**SELECTED EXTRACT:**
## Start
In the brain, bottom-up processes for self-preservation can certainly tell you that you’re in danger […] and get you to run away. But that can’t explain why people overcome such fears […] ‘Duty’ and ‘martyrdom are top-down thoughts—arrived at by thinking and talking—yet they can overcome that bottom-up system for saving one’s hide. […] [B]oth processes are happening at once—bottom-up perception guides belief, but top-down belief also guides perception (115).

This science does not indicate that mental codes represent reality—the opposite is true. 

Chapter 6 Summary: “Looking for the Codes”

People are designed to become experts in other humans. Berreby explains, “The basic structure of a mammal brain has not changed that much over evolutionary time, and primate brains are very similar” (118). People first develop the codebook to observe hands, faces, and other things. We develop the codebook to see other people’s minds later. It takes us a few years to even realize people are more than just their bodies—“that there are minds moving the bodies” (118). Other animals do not have this code for understanding minds. We use this code to interpret the minds of others—to deduce what they’re doing and why they’re doing it. It tells us “the actions of other people are about something […] that thoughts and feelings are better explanations than the actions you can literally see” (120).

People on the autism spectrum lack this mindreading code. It is difficult for them to navigate the world of interpersonal connections and social interactions. Berreby explains, “Not being able to read the codes for other minds means not being able to read the signals that pass effortlessly among other people” (121). They cannot interpret unspoken social cues and elements of communication, such as tone, intonation, and social rules. Their interactions are “full of meaningless, random, unrelated noises and signs that other people read as related signs of a coherent something” (122). Because they can’t receive these signals, they cannot transmit them, which makes their communication strange and difficult to interpret. The psychologist Simon Baron-Cohen termed this condition “mindblindness.”

Humans are also “kind” readers. We use kind-reading to sort others into categories and groupings. Kind-reading answers the questions “What is this person? What type does she belong to? What knowledge about human kinds can I bring to this encounter to help me understand it?” (123-24). We mind-read individuals. It requires attention, detailed knowledge, and preliminary information. Kind-reading requires less knowledge of individual people and utilizes “person construal” to categorize others and ourselves. Like mind reading, people who lack the kind-reading code suffer socially. “Misidentification syndromes” such as Capgras syndrome “are instances in which some part of the chain that links perceptions, thoughts, and feelings has broken” (126). These arise from brain injuries and can result in a variety of conditions including belief that people aren’t real and inability to recognize their own selves. The physical nature of these syndromes means the codes depend on specialized and dedicated brain circuits. Berreby concludes, “If a particular way of perceiving, thinking, or feeling has its own mental apparatus, it should be found in everyone, localized in the brain, fast, and not under conscious control” (127).
## End
**EXERCISES TO COMPLETE:**
**a)** According to the chapter summary, which psychologist termed the inability to read other minds "mindblindness"?
**b)** Determine how many lines of the entries contain the string "trim", and give only that number.
The entries that follow the text are unrelated to it.

**SOURCE MATERIAL:**
## Start
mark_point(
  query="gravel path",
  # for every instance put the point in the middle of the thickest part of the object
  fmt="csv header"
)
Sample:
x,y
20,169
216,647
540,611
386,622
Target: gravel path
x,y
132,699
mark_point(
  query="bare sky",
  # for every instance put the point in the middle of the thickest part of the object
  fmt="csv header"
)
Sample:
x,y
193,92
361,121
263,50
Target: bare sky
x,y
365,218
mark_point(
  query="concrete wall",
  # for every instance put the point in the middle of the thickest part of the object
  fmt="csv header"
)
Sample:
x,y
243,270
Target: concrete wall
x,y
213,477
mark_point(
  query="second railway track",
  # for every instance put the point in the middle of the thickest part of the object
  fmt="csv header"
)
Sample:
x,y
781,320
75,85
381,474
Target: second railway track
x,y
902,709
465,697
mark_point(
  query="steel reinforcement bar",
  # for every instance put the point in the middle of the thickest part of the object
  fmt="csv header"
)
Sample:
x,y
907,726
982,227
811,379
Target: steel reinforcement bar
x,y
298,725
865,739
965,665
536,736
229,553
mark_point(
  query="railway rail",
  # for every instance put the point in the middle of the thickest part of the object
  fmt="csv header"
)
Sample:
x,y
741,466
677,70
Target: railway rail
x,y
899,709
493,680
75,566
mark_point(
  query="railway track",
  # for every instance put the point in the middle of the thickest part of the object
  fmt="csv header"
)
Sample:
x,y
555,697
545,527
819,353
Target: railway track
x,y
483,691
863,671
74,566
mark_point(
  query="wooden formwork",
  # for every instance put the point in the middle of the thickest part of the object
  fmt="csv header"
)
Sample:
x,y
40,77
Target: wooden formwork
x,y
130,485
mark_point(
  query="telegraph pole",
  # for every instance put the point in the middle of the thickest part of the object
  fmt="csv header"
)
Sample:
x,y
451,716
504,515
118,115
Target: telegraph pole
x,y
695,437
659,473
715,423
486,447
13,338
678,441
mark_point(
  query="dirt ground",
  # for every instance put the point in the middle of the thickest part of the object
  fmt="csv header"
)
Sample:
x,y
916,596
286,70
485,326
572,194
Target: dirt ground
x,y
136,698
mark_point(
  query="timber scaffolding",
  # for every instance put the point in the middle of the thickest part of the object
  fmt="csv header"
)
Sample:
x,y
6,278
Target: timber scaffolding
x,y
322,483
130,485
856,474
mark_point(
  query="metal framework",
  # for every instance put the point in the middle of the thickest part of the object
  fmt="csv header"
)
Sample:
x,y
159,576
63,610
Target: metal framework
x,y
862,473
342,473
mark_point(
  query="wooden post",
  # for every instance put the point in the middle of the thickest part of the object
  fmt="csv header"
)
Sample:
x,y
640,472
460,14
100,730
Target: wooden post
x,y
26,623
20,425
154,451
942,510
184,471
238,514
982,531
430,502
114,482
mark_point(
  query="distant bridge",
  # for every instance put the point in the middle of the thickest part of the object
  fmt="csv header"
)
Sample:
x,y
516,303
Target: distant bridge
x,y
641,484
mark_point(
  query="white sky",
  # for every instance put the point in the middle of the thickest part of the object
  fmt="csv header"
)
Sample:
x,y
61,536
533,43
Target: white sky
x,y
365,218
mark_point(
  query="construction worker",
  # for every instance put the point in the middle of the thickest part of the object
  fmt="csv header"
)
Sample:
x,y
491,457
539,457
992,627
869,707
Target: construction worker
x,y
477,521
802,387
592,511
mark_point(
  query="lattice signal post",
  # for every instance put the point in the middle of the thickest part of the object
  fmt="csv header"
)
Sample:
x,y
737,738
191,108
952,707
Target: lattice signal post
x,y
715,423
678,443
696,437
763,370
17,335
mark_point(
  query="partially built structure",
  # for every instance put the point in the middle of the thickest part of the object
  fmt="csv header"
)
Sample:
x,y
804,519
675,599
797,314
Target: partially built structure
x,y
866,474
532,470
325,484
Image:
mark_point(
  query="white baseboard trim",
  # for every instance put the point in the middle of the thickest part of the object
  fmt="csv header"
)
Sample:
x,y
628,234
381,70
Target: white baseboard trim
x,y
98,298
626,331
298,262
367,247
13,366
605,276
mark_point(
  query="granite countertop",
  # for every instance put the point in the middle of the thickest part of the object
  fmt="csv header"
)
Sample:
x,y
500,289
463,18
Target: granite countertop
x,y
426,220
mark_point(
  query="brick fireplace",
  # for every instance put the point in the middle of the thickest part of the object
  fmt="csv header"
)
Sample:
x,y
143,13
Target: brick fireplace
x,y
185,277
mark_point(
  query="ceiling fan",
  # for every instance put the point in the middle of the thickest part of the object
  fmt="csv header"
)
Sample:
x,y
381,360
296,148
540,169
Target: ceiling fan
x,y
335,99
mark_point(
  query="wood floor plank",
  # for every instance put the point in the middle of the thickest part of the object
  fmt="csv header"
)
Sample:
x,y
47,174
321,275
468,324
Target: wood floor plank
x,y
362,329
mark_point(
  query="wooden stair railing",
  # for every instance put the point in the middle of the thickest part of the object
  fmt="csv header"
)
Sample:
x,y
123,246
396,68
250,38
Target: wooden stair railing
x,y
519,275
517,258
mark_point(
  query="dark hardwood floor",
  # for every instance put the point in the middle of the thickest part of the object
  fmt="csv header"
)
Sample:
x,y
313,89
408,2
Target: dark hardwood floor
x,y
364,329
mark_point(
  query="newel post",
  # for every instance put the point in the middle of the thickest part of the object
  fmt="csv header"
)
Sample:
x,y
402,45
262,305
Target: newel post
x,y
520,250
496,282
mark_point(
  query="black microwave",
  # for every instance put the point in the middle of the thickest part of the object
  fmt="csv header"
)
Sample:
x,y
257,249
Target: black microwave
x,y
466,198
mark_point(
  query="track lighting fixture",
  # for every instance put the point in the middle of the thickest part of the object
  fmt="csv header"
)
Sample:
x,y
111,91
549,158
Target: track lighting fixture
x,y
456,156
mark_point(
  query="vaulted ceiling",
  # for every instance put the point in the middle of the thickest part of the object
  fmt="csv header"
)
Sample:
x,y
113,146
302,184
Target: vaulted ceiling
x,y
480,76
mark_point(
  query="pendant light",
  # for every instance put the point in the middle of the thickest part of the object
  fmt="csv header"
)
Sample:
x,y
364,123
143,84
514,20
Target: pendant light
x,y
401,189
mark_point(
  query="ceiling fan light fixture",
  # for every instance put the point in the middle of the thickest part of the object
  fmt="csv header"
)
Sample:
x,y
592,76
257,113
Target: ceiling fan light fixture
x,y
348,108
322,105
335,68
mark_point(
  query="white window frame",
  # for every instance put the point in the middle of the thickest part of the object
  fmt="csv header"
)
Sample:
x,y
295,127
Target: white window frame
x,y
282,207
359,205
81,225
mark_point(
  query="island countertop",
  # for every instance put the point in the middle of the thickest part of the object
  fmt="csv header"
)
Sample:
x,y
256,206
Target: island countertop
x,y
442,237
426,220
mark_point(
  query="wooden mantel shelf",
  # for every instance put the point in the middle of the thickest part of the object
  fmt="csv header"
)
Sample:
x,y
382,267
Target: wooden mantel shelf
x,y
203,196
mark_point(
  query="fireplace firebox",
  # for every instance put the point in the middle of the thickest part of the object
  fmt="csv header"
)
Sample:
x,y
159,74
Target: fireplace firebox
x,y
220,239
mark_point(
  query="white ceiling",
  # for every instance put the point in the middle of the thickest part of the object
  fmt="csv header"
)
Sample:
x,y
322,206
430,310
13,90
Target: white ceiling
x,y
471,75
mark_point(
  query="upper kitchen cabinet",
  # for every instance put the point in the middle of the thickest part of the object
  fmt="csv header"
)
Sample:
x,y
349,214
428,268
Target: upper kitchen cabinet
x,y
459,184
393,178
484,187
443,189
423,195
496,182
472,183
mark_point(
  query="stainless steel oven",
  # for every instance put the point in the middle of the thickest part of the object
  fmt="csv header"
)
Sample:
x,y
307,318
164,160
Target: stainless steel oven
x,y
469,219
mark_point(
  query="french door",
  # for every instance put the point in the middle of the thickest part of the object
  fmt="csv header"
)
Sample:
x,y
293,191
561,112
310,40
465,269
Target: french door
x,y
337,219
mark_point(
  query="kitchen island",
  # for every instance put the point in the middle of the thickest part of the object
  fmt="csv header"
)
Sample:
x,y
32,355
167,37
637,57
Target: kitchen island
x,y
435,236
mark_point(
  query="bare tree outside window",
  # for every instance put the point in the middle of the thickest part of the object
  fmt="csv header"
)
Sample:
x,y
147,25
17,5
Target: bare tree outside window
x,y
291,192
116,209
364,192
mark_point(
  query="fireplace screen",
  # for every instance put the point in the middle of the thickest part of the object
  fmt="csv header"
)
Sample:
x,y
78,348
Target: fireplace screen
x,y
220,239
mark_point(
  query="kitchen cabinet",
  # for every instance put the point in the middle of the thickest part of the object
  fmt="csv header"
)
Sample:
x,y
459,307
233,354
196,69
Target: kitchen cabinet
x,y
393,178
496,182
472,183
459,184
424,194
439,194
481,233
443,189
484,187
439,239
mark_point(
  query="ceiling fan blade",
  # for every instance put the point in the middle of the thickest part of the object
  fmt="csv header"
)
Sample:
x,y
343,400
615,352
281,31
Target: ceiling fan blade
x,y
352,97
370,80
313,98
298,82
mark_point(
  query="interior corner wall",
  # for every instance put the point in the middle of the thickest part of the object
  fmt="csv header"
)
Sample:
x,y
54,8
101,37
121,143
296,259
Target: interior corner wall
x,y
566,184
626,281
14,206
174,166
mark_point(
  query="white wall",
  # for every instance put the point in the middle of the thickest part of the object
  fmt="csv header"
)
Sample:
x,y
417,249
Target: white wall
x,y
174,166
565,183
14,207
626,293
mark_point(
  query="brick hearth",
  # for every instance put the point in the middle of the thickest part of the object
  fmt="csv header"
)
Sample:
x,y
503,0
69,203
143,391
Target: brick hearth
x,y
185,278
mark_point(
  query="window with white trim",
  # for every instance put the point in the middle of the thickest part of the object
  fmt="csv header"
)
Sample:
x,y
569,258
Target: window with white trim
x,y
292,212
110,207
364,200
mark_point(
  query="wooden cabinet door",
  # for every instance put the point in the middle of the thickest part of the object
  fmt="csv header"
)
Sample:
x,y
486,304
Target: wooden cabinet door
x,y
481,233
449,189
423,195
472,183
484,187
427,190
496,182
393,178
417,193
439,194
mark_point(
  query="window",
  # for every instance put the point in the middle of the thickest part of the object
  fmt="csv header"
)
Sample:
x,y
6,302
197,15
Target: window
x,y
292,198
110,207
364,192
## End
**TASK RESPONSES:**
**a)** Simon Baron-Cohen.

**b)** 4